[DATASET ENTRIES]
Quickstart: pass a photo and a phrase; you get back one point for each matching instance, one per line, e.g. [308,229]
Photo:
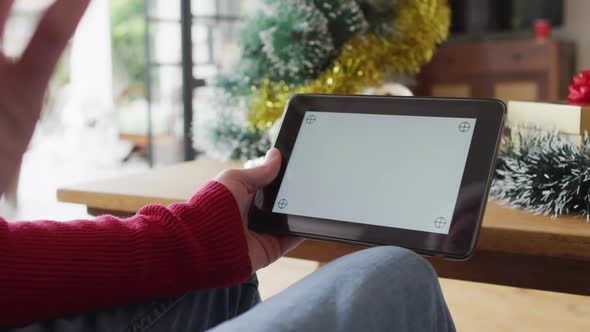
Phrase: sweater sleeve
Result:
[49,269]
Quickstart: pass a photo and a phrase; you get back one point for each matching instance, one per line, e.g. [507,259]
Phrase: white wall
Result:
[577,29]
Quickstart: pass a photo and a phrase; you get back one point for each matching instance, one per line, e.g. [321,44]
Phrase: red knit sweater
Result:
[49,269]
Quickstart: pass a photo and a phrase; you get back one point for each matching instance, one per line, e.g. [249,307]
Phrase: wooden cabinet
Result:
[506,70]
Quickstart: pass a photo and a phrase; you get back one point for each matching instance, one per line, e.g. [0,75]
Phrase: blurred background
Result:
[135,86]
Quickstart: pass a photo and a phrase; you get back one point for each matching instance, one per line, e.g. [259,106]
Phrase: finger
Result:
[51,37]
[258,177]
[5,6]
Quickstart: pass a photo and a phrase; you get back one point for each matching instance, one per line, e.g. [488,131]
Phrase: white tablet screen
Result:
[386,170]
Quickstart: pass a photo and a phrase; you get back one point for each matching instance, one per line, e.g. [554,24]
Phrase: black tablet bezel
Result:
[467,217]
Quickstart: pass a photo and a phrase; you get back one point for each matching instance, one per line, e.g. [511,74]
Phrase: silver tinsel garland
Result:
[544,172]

...

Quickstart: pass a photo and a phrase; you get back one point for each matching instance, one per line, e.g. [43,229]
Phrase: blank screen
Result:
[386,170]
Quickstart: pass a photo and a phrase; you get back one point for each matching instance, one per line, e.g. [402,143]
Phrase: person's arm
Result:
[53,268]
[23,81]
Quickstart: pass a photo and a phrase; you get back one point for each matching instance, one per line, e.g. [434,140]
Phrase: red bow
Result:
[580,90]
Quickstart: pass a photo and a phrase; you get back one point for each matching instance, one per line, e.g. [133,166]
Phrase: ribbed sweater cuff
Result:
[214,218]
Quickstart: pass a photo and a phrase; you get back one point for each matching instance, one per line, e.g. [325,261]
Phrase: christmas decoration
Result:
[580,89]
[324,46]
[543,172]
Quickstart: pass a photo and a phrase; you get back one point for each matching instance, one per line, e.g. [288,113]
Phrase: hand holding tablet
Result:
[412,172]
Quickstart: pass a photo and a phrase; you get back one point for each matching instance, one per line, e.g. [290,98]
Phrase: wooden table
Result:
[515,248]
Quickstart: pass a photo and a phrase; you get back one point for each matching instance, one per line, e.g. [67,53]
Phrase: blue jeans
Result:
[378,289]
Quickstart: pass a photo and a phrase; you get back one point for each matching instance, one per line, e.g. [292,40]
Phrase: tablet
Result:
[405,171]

[TASK DESCRIPTION]
Count the lines in the data above that contain the string "sweater", with case counting. Reply with the number alone.

[THE REPLY]
3